Written request :: Without the pictures, reproduce the records that follow exactly.

Material for this exercise ::

* start *

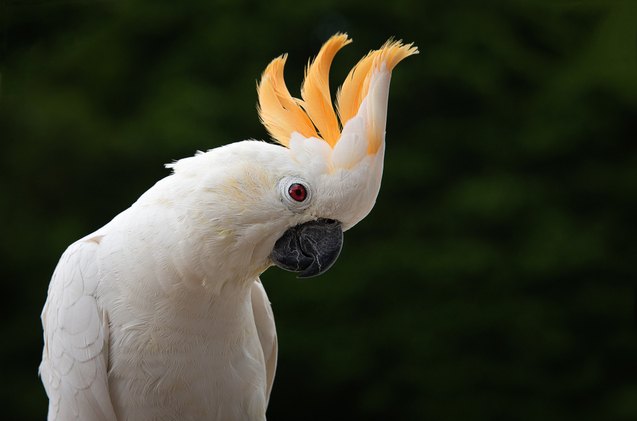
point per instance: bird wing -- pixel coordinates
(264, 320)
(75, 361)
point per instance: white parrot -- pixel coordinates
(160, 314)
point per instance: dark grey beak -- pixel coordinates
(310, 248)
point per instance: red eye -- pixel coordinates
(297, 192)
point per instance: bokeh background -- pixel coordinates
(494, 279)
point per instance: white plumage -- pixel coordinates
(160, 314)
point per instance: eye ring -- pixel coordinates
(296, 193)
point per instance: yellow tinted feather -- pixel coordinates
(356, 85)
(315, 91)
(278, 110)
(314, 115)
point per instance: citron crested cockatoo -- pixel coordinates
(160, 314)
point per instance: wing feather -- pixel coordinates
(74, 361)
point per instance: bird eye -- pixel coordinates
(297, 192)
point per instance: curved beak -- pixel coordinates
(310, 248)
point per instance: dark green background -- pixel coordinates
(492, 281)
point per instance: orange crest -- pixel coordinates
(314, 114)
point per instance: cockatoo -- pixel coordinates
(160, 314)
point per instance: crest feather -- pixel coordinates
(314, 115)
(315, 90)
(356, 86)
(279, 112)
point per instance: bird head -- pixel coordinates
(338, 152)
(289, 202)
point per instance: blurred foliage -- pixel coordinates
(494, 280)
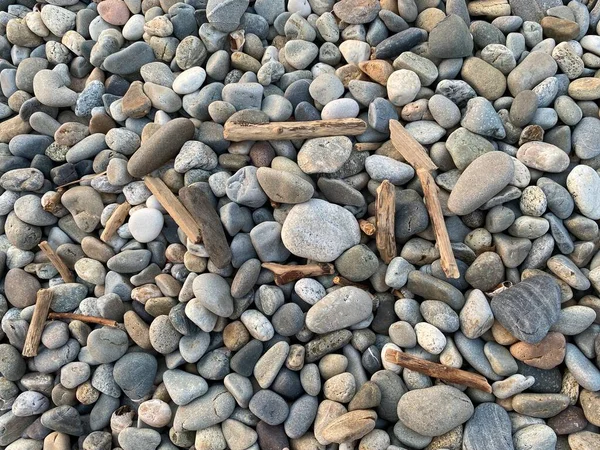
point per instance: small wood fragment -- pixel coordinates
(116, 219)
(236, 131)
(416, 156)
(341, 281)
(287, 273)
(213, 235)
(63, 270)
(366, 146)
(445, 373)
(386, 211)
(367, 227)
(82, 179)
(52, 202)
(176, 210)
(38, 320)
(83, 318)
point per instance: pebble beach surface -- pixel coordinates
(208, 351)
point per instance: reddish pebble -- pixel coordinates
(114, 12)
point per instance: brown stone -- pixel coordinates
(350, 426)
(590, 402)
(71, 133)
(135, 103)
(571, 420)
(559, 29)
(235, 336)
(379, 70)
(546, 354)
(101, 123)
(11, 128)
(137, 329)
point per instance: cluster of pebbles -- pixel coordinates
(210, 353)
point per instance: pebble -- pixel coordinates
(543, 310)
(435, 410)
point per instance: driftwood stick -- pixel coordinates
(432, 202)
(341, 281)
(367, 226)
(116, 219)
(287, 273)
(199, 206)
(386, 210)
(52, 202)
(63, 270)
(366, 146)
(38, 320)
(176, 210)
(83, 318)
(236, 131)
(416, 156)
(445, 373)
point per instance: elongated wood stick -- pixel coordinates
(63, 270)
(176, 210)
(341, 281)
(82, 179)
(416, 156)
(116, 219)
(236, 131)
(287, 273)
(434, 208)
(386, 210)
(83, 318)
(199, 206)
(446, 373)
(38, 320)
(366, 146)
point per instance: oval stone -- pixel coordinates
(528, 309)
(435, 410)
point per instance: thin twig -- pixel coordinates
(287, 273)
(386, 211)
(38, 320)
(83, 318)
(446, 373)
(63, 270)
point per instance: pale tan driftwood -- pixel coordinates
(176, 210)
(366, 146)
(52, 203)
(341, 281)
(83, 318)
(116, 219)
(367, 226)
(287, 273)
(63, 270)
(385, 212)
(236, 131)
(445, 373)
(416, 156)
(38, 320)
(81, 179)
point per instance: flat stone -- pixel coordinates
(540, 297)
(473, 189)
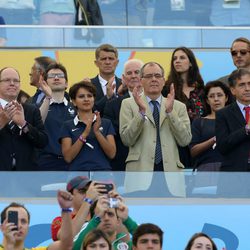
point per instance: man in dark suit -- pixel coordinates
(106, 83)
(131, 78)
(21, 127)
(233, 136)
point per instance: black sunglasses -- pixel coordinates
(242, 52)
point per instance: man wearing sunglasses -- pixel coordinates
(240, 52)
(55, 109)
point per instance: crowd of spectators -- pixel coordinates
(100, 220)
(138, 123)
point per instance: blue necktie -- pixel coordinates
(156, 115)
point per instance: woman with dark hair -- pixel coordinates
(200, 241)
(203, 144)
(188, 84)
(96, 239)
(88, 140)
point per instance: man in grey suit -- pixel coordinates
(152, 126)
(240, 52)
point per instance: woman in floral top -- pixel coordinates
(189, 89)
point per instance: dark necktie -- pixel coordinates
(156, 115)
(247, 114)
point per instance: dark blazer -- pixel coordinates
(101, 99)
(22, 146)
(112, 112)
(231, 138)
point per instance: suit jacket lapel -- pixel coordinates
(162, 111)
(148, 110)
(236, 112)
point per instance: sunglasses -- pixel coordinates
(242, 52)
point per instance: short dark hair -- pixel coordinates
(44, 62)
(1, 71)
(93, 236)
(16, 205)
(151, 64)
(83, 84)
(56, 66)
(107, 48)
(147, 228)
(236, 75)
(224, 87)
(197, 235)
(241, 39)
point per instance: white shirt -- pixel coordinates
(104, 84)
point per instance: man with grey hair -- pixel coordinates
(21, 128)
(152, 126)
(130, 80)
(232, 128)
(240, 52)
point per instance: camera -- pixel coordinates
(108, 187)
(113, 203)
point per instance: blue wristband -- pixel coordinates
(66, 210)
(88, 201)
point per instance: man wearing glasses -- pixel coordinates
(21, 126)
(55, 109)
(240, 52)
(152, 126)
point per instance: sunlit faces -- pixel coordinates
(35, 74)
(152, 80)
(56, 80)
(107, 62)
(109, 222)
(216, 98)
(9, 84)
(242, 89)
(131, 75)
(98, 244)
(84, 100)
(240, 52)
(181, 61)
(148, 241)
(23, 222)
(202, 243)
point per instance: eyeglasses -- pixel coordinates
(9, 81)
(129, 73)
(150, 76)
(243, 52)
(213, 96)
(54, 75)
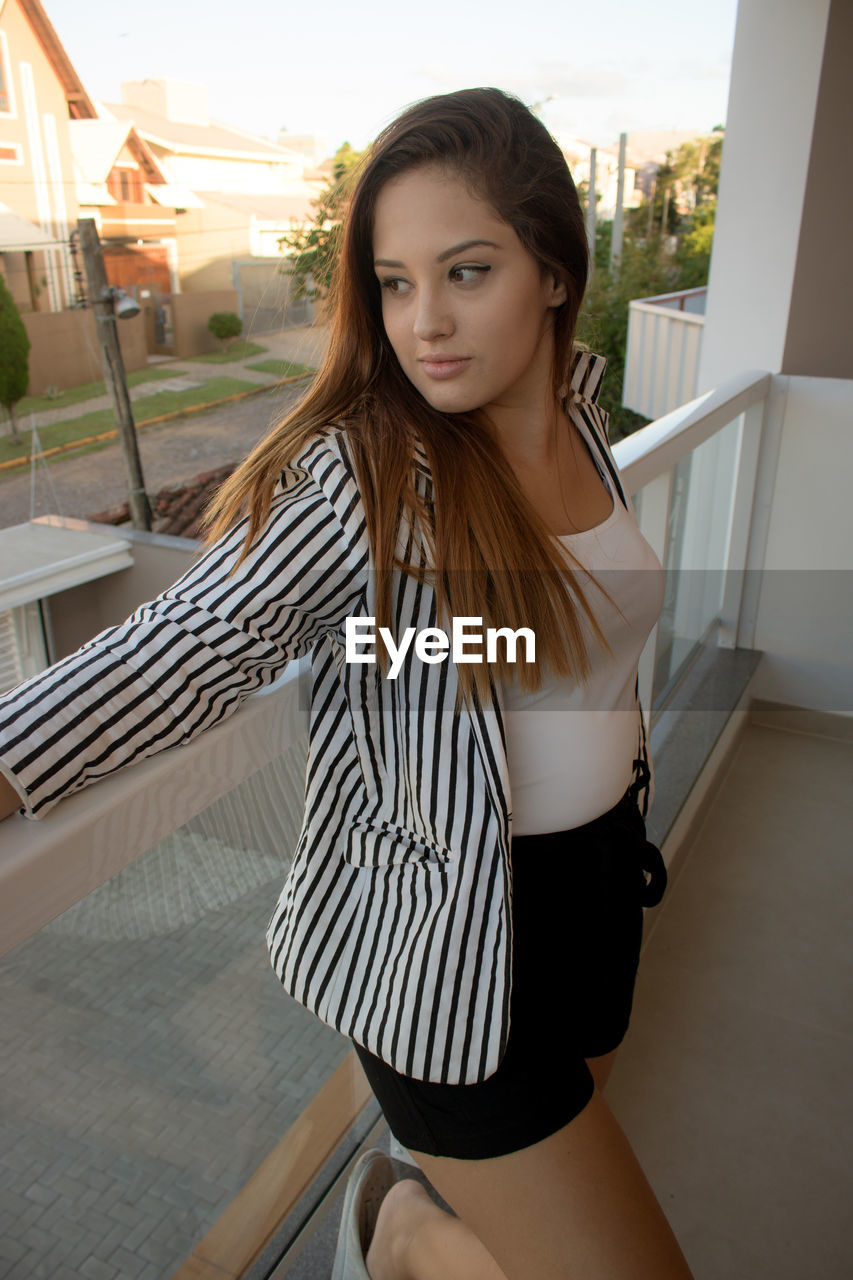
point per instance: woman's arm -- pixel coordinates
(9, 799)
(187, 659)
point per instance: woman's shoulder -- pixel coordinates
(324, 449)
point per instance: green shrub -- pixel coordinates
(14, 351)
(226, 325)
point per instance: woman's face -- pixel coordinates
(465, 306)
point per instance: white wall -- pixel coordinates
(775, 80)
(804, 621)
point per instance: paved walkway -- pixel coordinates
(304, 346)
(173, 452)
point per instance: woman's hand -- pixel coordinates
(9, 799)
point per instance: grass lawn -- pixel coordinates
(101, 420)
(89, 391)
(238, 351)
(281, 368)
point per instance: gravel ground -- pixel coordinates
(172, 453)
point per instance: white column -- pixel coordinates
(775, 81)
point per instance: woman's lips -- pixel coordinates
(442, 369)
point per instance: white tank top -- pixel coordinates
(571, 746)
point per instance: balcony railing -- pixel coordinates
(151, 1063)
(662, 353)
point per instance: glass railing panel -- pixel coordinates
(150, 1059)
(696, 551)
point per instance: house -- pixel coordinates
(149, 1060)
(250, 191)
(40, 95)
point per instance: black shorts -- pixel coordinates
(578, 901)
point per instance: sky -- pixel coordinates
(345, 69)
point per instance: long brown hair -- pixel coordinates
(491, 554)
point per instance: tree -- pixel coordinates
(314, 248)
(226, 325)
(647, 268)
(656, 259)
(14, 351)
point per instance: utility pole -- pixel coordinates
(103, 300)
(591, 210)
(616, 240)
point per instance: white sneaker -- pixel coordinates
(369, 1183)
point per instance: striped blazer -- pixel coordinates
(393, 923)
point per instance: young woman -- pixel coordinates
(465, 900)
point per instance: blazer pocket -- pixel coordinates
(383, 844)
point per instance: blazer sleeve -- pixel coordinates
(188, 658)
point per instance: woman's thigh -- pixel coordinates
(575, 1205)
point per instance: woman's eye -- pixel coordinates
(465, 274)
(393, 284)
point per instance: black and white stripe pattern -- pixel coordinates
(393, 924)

* end *

Answer ::
point per instance: bird wing -- pixel coordinates
(264, 320)
(75, 361)
point per instance: white parrot -- pixel coordinates
(160, 314)
point per instance: dark grey beak -- pixel coordinates
(310, 248)
point per instance: red eye -- pixel coordinates
(297, 192)
point per instance: bokeh background -- pixel coordinates
(494, 279)
point per instance: white plumage -- pixel coordinates
(160, 314)
point per instance: eye ring -- pixel coordinates
(296, 193)
point per instance: yellow tinted feather -- pixel coordinates
(356, 85)
(315, 91)
(278, 110)
(314, 115)
point per instance: citron crested cockatoo -- pixel coordinates
(160, 314)
point per instance: wing feather -- pixel coordinates
(74, 361)
point per instance: bird eye -- pixel coordinates
(297, 192)
point per instance: curved beak -- pixel coordinates
(310, 248)
point per instance: dark green background -- pixel coordinates
(492, 281)
point per instance: orange crest -- pixel coordinates
(314, 114)
point per instance: cockatoo -- pixel coordinates
(160, 314)
point per instance: crest feather -- pixel coordinates
(314, 115)
(315, 90)
(356, 86)
(279, 112)
point per instance: bird head -- pixel coordinates
(338, 152)
(289, 202)
point per instance: blurred foliage -- pixel coordinates
(494, 280)
point per instance: small wood fragment -- pixel coordinates
(116, 219)
(236, 131)
(416, 156)
(341, 281)
(287, 273)
(213, 235)
(63, 270)
(366, 146)
(445, 373)
(386, 211)
(367, 227)
(82, 179)
(52, 202)
(176, 210)
(38, 320)
(83, 318)
point per instance: pebble beach surface -- pixel coordinates
(208, 351)
point per instance: reddish pebble -- pixel coordinates
(114, 12)
point per instance: brown stone -- pixel coordinates
(350, 426)
(590, 402)
(71, 133)
(135, 103)
(571, 420)
(559, 29)
(235, 336)
(379, 70)
(546, 354)
(101, 123)
(11, 128)
(137, 329)
point per instance: cluster of pebbles -- pixel coordinates
(210, 353)
point per instance: pebble -- pixel coordinates
(543, 310)
(435, 410)
point per instance: driftwood stick -- pixel coordinates
(432, 202)
(341, 281)
(367, 226)
(116, 219)
(287, 273)
(199, 206)
(386, 210)
(52, 202)
(63, 270)
(366, 146)
(38, 320)
(176, 210)
(83, 318)
(236, 131)
(416, 156)
(445, 373)
point per instance: elongated wood stick -- pixel coordinates
(63, 270)
(176, 210)
(341, 281)
(82, 179)
(416, 156)
(116, 219)
(236, 131)
(287, 273)
(434, 208)
(386, 210)
(83, 318)
(199, 206)
(446, 373)
(38, 320)
(366, 146)
point per instance: oval stone -- pixel coordinates
(528, 309)
(435, 410)
point per instance: thin twig -- pixel coordinates
(287, 273)
(386, 211)
(38, 320)
(83, 318)
(446, 373)
(63, 270)
point per instance: pale tan driftwood -- pixel coordinates
(176, 210)
(366, 146)
(52, 203)
(341, 281)
(83, 318)
(116, 219)
(367, 226)
(287, 273)
(63, 270)
(385, 212)
(236, 131)
(445, 373)
(416, 156)
(38, 320)
(81, 179)
point per instance: flat stone -- pixel coordinates
(540, 297)
(473, 189)
point per instance: man in dark suit -- pixel coordinates
(106, 83)
(131, 78)
(21, 127)
(233, 136)
point per instance: black sunglasses -- pixel coordinates
(242, 52)
point per instance: man wearing sunglasses -- pixel coordinates
(240, 52)
(55, 109)
point per instance: crowd of spectators -- pixel coordinates
(100, 220)
(138, 123)
point per instance: blue necktie -- pixel coordinates
(156, 115)
point per instance: woman with dark hair -- pixel coordinates
(200, 241)
(203, 144)
(188, 84)
(96, 239)
(88, 140)
point per instance: man in grey suit -- pixel coordinates
(152, 126)
(240, 52)
point per instance: woman in floral top -- pixel coordinates
(189, 89)
point per instance: dark necktie -- pixel coordinates
(156, 115)
(247, 114)
point per instance: dark blazer -- pixel coordinates
(101, 99)
(22, 146)
(112, 112)
(231, 138)
point per instance: suit jacket lapel -- pixel coordinates
(162, 111)
(148, 110)
(236, 112)
point per instance: sunglasses -- pixel coordinates
(242, 52)
point per instance: short dark hair -- pixel coordinates
(44, 62)
(1, 71)
(93, 236)
(16, 205)
(151, 64)
(83, 84)
(56, 66)
(107, 48)
(147, 228)
(236, 75)
(224, 87)
(197, 235)
(241, 39)
point per instance: white shirt -- pixel coordinates
(104, 84)
point per instance: man with grey hair -- pixel coordinates
(21, 128)
(152, 126)
(130, 80)
(232, 128)
(240, 52)
point per instance: camera -- pixel coordinates
(108, 187)
(113, 203)
point per instance: blue wristband -- pixel coordinates
(66, 210)
(88, 201)
point per instance: man wearing glasses -- pixel coordinates
(21, 126)
(55, 109)
(240, 52)
(152, 126)
point per instance: sunlit faces -- pixel coordinates
(35, 74)
(152, 80)
(56, 80)
(107, 62)
(109, 222)
(216, 98)
(9, 84)
(242, 89)
(131, 75)
(98, 244)
(84, 100)
(240, 52)
(181, 61)
(148, 241)
(23, 222)
(202, 243)
point per instance: eyeglasses -- pixel coordinates
(9, 81)
(129, 73)
(150, 76)
(243, 52)
(213, 96)
(54, 75)
point per instance: woman's arm -- pixel coordinates
(9, 799)
(187, 659)
point per instance: woman's shoulder -- pixel coordinates
(324, 449)
point per instance: green shrub -- pixel coordinates
(14, 351)
(226, 325)
point per instance: woman's face -- pixel coordinates
(465, 306)
point per instance: white wall -- pixel coordinates
(775, 80)
(804, 621)
point per instance: paved walkway -- pixel coordinates
(304, 346)
(173, 452)
point per instance: woman's hand -- pixel coordinates
(9, 799)
point per instance: grass lawn -- pixel coordinates
(101, 420)
(89, 391)
(238, 351)
(281, 368)
point per instance: gravel ground -- pixel coordinates
(172, 453)
point per instance: white column -- pixel coordinates
(775, 81)
point per instance: woman's lips -- pixel coordinates
(442, 369)
point per instance: white tank top -- pixel coordinates
(571, 746)
point per instance: balcony railing -- pixel coordinates
(151, 1063)
(662, 353)
point per instance: glass railing panel -- pixel coordinates
(150, 1059)
(696, 551)
point per instance: house -- pixel coordinates
(149, 1060)
(250, 191)
(40, 95)
point per instance: black shorts -- pixel coordinates
(578, 901)
point per instance: sky -- pixel coordinates
(345, 69)
point per instance: long brown hair -- pixel coordinates
(491, 554)
point per instance: tree -- pixel coordinates
(314, 248)
(226, 325)
(647, 268)
(656, 259)
(14, 351)
point per instance: utility pole -- pixel coordinates
(103, 300)
(591, 210)
(616, 240)
point per instance: white sneaker -- pixel coordinates
(369, 1183)
point per instance: striped blazer -- pixel coordinates
(393, 923)
point per instance: young woman -- pixel coordinates
(465, 900)
point per instance: blazer pocket -- pixel coordinates
(383, 844)
point per instance: blazer sleeve -- pixel coordinates
(188, 658)
point per instance: woman's thigh -- pixel coordinates
(575, 1205)
point per instance: woman's eye -- pixel coordinates
(465, 274)
(393, 284)
point per instance: black and white stripe pattern -- pixel coordinates
(393, 924)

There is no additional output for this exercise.